What you have to do ▸ Put the data below into a Markdown table with two columns, Row and Line. Number each line and leave out any blank lines.

[Stored entries]
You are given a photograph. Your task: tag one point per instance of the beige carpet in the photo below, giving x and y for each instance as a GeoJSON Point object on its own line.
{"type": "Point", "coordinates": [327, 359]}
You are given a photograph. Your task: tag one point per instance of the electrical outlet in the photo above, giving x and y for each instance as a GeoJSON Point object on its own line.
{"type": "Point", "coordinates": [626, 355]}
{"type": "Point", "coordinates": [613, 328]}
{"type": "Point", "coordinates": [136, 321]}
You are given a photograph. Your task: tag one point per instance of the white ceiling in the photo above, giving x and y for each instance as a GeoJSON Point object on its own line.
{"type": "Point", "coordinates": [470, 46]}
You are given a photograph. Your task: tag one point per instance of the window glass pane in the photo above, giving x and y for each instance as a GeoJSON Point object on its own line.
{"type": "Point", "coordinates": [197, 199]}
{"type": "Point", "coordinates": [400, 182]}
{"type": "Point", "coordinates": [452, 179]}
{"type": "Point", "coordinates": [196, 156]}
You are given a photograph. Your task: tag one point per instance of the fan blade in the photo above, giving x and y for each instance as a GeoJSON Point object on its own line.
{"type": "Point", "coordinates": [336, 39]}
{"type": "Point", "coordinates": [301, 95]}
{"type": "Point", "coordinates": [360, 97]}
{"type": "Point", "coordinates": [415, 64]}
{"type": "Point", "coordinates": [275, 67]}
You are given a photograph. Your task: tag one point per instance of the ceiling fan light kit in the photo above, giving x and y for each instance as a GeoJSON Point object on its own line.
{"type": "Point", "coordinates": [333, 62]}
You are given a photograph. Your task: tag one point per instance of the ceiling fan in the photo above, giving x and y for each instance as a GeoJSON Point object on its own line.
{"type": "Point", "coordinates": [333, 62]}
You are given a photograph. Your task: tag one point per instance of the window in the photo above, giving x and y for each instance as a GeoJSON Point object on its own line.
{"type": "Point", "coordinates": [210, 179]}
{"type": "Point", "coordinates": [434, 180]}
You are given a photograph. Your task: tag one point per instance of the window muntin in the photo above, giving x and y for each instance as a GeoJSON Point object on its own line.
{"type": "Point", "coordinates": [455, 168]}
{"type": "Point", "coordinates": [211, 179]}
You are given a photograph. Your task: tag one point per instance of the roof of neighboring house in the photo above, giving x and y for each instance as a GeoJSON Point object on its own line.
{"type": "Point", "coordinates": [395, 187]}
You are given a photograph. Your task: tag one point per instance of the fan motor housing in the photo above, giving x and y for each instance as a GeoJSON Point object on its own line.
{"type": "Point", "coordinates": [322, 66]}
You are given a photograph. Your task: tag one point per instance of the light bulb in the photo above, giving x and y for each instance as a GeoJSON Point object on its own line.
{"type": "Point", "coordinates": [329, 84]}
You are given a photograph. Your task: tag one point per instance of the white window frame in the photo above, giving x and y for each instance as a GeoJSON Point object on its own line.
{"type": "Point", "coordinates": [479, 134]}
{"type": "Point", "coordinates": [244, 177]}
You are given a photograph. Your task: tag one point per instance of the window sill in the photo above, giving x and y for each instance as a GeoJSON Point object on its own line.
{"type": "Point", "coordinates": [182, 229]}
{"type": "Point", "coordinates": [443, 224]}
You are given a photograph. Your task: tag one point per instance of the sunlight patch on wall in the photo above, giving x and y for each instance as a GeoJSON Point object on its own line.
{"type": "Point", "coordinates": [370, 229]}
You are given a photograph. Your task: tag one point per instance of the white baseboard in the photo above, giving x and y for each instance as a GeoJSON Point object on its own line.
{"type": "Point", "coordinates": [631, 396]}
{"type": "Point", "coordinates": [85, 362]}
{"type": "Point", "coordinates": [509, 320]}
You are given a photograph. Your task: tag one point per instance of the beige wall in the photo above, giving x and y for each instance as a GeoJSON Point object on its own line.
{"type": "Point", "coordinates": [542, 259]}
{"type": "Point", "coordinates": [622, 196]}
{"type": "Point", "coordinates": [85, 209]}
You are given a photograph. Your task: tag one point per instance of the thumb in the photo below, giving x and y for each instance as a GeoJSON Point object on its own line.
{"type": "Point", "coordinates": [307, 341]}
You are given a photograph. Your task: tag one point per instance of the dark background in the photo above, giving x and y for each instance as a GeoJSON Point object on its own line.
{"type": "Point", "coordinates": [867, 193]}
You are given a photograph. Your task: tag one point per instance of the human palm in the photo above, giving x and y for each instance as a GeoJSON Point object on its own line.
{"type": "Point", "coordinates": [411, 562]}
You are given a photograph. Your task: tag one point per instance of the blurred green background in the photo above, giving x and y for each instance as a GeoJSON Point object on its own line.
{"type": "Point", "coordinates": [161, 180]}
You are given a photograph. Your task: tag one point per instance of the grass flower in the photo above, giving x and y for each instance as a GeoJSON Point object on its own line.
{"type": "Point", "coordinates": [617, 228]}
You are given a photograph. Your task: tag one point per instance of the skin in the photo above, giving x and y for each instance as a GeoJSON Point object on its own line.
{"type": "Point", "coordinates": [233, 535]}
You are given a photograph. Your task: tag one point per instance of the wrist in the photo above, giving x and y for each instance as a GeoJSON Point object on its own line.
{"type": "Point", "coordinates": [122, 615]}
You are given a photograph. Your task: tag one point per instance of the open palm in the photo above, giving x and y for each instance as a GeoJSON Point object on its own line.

The answer ▸
| Row | Line |
|---|---|
| 1 | You are given a photograph. Your task: tag one point per instance of the beige carpet in the photo below, giving x and y for each instance as a GeoJSON Point object on its own line. |
| 2 | {"type": "Point", "coordinates": [327, 359]} |
| 3 | You are given a photograph. Your task: tag one point per instance of the electrical outlet in the photo above, giving x and y for each instance as a GeoJSON Point object on its own line. |
| 4 | {"type": "Point", "coordinates": [626, 355]} |
| 5 | {"type": "Point", "coordinates": [613, 328]} |
| 6 | {"type": "Point", "coordinates": [136, 321]} |
| 7 | You are given a photograph. Your task: tag one point per instance of the white ceiling in the photo above, giving x and y for each instance as a GeoJSON Point object on its own line. |
| 8 | {"type": "Point", "coordinates": [470, 46]} |
| 9 | You are given a photograph. Your task: tag one point per instance of the window glass pane in the photo above, giving x and y for each instance as a GeoJSON Point object on its own line. |
| 10 | {"type": "Point", "coordinates": [197, 199]} |
| 11 | {"type": "Point", "coordinates": [400, 182]} |
| 12 | {"type": "Point", "coordinates": [452, 179]} |
| 13 | {"type": "Point", "coordinates": [196, 156]} |
| 14 | You are given a photograph. Your task: tag one point per instance of the fan blade in the photo above, giving x and y for each instance as a GeoJSON Point object on its own line. |
| 15 | {"type": "Point", "coordinates": [336, 39]} |
| 16 | {"type": "Point", "coordinates": [301, 95]} |
| 17 | {"type": "Point", "coordinates": [360, 97]} |
| 18 | {"type": "Point", "coordinates": [415, 64]} |
| 19 | {"type": "Point", "coordinates": [275, 67]} |
| 20 | You are given a photograph. Your task: tag one point per instance of the ceiling fan light kit in the photo above, giving x and y for each instance as a GeoJSON Point object on its own line. |
| 21 | {"type": "Point", "coordinates": [333, 62]} |
| 22 | You are given a photograph. Your task: tag one point per instance of the ceiling fan in the photo above, giving x and y for each instance as a GeoJSON Point object on its own line. |
| 23 | {"type": "Point", "coordinates": [333, 62]} |
| 24 | You are given a photograph. Your task: tag one point per instance of the window in the photo above, giving x and y for each instance as a GeoJSON Point object on its own line. |
| 25 | {"type": "Point", "coordinates": [210, 179]} |
| 26 | {"type": "Point", "coordinates": [434, 180]} |
| 27 | You are given a photograph. Your task: tag one point per instance of the window muntin in the photo above, giving x and y for each instance as a GeoJSON Point object on its own line. |
| 28 | {"type": "Point", "coordinates": [455, 168]} |
| 29 | {"type": "Point", "coordinates": [211, 179]} |
| 30 | You are given a photograph. Your task: tag one point per instance of the roof of neighboring house in the photo above, giving x and y for each instance as a GeoJSON Point object on its own line. |
| 31 | {"type": "Point", "coordinates": [395, 187]} |
| 32 | You are given a photograph. Your task: tag one point per instance of the fan motor housing in the photo above, giving x and y for each instance as a GeoJSON Point object on its own line. |
| 33 | {"type": "Point", "coordinates": [322, 66]} |
| 34 | You are given a photograph. Your task: tag one point per instance of the light bulb in the photo above, giving x and y for each instance as a GeoJSON Point object on its own line. |
| 35 | {"type": "Point", "coordinates": [329, 84]} |
| 36 | You are given a photograph. Your task: tag one point per instance of the white window frame in the photo above, giving x and y for each instance as a GeoJSON Point object on its own line. |
| 37 | {"type": "Point", "coordinates": [479, 134]} |
| 38 | {"type": "Point", "coordinates": [244, 177]} |
| 39 | You are given a photograph. Your task: tag one point per instance of the window sill in the photo above, giving x and y for each instance as a GeoJSON Point object on its own line. |
| 40 | {"type": "Point", "coordinates": [182, 229]} |
| 41 | {"type": "Point", "coordinates": [443, 224]} |
| 42 | You are given a photograph. Your task: tag one point per instance of the sunlight patch on wall in the photo above, giving x and y for each instance as a GeoJSON Point object on its own line. |
| 43 | {"type": "Point", "coordinates": [370, 229]} |
| 44 | You are given a photograph. Your task: tag one point per instance of the white baseboard in the photo above, giving x and y for each instance as a GeoJSON Point object on its own line. |
| 45 | {"type": "Point", "coordinates": [631, 396]} |
| 46 | {"type": "Point", "coordinates": [85, 362]} |
| 47 | {"type": "Point", "coordinates": [509, 320]} |
| 48 | You are given a photograph. Your task: tag one point per instance of the beige wall in the photo above, giving x and y for each instance as a GeoJSON Point object on its own line. |
| 49 | {"type": "Point", "coordinates": [542, 259]} |
| 50 | {"type": "Point", "coordinates": [622, 196]} |
| 51 | {"type": "Point", "coordinates": [85, 209]} |
| 52 | You are given a photograph. Your task: tag one point per instance of the thumb in the photo below, giving x and y for each instance as a GeoJSON Point object on its own line. |
| 53 | {"type": "Point", "coordinates": [307, 341]} |
| 54 | You are given a photograph. Your task: tag one point per instance of the dark background in the photo above, giving x and y for each instance as a GeoJSON Point object on its own line. |
| 55 | {"type": "Point", "coordinates": [867, 193]} |
| 56 | You are given a photograph. Your task: tag one point per instance of the human palm in the photo above, giving x and y for each instance as a GeoJSON Point object on its own line. |
| 57 | {"type": "Point", "coordinates": [411, 562]} |
| 58 | You are given a photograph. Your task: tag one point per instance of the blurred green background in the photo above, giving x and y for each instance as a GeoJSON Point object on its own line. |
| 59 | {"type": "Point", "coordinates": [161, 180]} |
| 60 | You are given a photograph. Your task: tag one point per instance of the grass flower in the photo above, giving x and y for each instance as a GeoJSON Point object on its own line. |
| 61 | {"type": "Point", "coordinates": [617, 228]} |
| 62 | You are given a photograph. Your task: tag one point per instance of the skin in the photo above, giving x and y for each instance as a GeoJSON Point object on its own line. |
| 63 | {"type": "Point", "coordinates": [233, 535]} |
| 64 | You are given a photograph. Your task: tag one point per instance of the wrist in the photo above, giving x and y for each instance as a GeoJSON Point object on its own line. |
| 65 | {"type": "Point", "coordinates": [122, 615]} |
| 66 | You are given a photograph. Your task: tag one point per instance of the open palm in the photo above, giving x and y for each instance as a GeoJSON Point object on its own line. |